-- START Data shown --

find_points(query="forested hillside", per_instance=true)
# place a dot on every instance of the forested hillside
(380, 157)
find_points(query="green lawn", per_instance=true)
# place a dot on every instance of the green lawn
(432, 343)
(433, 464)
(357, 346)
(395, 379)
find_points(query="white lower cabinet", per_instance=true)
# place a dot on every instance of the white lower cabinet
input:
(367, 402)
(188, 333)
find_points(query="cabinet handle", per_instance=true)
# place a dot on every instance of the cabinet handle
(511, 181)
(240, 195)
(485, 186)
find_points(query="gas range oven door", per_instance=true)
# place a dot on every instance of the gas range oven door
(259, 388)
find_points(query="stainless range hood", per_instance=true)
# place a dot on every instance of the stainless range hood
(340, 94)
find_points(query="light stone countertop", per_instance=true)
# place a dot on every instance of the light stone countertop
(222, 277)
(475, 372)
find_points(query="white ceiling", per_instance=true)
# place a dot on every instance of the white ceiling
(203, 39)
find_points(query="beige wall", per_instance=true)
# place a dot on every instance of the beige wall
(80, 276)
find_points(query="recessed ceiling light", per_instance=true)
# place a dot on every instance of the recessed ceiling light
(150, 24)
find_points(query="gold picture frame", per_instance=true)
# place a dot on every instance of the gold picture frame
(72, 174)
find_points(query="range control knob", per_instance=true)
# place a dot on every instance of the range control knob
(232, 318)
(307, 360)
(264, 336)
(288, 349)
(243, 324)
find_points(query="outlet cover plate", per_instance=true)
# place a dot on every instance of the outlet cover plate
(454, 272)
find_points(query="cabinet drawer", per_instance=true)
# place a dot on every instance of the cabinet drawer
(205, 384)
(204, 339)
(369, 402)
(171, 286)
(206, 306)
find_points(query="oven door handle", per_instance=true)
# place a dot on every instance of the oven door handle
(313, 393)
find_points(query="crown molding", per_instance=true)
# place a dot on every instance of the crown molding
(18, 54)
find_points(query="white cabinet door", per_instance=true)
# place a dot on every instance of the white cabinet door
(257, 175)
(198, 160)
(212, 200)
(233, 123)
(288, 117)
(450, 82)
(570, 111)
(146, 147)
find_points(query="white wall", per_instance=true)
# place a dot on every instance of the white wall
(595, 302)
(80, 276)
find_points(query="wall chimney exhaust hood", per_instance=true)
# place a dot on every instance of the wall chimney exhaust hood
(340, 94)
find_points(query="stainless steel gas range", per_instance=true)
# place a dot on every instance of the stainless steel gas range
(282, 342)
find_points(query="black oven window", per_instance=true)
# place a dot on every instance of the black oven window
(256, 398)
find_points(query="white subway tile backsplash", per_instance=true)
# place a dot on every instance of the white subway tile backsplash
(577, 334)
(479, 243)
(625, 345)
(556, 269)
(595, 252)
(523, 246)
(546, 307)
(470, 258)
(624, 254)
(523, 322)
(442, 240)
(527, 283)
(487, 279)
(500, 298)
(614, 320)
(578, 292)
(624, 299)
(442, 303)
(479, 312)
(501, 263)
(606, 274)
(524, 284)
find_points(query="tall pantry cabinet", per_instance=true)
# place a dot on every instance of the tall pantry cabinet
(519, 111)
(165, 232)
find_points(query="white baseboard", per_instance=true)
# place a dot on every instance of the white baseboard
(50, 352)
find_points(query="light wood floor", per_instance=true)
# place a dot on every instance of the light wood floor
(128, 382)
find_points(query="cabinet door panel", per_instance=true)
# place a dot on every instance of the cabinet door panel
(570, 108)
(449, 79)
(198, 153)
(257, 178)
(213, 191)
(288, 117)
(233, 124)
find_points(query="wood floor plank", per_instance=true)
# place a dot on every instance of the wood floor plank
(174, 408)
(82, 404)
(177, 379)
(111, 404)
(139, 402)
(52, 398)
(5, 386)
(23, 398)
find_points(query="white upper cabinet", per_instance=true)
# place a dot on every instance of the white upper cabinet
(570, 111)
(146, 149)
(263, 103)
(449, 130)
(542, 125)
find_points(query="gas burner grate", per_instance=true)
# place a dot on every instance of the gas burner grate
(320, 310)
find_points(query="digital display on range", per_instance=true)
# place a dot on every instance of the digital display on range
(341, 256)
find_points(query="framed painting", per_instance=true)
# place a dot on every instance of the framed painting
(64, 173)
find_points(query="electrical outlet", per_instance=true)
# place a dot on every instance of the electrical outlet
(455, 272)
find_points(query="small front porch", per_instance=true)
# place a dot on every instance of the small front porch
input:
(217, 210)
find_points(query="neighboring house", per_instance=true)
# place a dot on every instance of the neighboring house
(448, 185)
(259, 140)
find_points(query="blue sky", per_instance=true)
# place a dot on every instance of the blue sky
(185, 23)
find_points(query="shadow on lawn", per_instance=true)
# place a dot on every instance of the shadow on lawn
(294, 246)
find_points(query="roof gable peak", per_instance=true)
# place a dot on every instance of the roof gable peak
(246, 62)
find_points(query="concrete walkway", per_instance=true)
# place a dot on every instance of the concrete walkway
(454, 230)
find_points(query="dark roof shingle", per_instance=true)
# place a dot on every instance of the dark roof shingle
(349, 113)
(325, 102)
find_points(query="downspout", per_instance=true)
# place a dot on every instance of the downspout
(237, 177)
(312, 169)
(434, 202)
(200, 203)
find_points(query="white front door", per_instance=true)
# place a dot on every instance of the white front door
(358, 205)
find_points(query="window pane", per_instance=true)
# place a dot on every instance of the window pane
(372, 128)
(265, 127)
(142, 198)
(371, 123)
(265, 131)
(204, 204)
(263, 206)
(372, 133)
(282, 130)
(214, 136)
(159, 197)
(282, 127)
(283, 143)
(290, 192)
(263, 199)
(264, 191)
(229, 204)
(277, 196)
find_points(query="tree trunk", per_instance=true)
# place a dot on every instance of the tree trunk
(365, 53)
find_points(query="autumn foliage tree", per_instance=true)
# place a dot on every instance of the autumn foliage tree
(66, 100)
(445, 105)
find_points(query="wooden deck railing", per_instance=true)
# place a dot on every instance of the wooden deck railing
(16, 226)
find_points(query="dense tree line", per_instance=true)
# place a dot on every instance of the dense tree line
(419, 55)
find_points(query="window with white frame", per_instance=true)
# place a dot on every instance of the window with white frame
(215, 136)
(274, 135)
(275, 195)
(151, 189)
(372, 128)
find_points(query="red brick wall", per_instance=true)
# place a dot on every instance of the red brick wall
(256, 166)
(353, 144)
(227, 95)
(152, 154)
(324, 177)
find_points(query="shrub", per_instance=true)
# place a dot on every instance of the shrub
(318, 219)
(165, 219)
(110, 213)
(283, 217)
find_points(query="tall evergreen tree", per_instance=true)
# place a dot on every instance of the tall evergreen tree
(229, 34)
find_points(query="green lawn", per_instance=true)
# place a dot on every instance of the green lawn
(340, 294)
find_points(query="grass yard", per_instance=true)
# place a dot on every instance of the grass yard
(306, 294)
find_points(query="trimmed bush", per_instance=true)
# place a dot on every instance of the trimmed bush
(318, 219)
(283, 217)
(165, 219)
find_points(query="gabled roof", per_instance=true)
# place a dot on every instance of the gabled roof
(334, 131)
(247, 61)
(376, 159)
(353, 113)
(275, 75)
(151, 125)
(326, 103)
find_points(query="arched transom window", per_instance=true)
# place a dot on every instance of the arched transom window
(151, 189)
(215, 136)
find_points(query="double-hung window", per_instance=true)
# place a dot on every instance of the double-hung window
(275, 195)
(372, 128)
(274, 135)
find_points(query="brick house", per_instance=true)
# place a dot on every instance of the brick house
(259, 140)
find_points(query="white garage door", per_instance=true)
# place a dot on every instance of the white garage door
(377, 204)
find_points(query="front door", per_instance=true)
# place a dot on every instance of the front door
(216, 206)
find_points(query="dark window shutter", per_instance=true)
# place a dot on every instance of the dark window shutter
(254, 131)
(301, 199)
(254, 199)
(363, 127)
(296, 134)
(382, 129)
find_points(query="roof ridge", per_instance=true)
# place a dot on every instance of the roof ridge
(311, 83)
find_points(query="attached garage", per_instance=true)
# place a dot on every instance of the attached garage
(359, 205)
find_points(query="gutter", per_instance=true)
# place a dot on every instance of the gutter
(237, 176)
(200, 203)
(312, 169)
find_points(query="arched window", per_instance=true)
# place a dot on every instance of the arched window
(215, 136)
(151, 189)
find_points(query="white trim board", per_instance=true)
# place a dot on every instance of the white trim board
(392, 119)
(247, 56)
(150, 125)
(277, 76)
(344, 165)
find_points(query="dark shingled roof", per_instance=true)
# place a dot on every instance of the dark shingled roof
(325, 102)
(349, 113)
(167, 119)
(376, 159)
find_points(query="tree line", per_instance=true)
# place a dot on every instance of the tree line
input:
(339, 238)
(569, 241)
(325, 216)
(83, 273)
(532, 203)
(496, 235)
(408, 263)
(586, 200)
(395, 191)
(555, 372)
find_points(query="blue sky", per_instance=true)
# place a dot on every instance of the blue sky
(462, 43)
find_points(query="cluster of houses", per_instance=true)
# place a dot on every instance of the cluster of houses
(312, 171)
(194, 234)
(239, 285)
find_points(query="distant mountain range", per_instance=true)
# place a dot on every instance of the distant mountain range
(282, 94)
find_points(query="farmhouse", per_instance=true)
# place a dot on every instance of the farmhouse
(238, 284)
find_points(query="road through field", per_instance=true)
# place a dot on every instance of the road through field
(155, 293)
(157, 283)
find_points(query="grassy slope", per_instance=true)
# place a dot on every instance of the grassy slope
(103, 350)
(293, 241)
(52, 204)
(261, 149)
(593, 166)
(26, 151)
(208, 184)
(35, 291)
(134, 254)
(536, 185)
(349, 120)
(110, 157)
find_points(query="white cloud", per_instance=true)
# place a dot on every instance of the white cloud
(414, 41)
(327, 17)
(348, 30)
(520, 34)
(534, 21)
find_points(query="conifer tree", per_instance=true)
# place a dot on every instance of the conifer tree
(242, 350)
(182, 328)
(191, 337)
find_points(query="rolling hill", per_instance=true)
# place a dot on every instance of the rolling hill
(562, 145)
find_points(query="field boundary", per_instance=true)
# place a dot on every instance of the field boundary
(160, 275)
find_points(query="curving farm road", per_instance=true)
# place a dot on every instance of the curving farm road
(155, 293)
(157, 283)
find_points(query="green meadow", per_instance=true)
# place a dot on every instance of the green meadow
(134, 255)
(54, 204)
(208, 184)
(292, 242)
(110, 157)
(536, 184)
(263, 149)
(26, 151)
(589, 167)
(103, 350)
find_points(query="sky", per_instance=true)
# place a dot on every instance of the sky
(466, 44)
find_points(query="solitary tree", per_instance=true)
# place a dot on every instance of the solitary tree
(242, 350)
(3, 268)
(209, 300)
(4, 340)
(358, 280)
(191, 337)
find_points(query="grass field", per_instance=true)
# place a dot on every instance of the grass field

-- END Data shown --

Find every line in the entries above that contains the word "exhaust" and copy each of those lines in full.

Task response:
find_points(query="wall chimney exhaust hood", per_instance=true)
# place a dot on every instance of the wall chimney exhaust hood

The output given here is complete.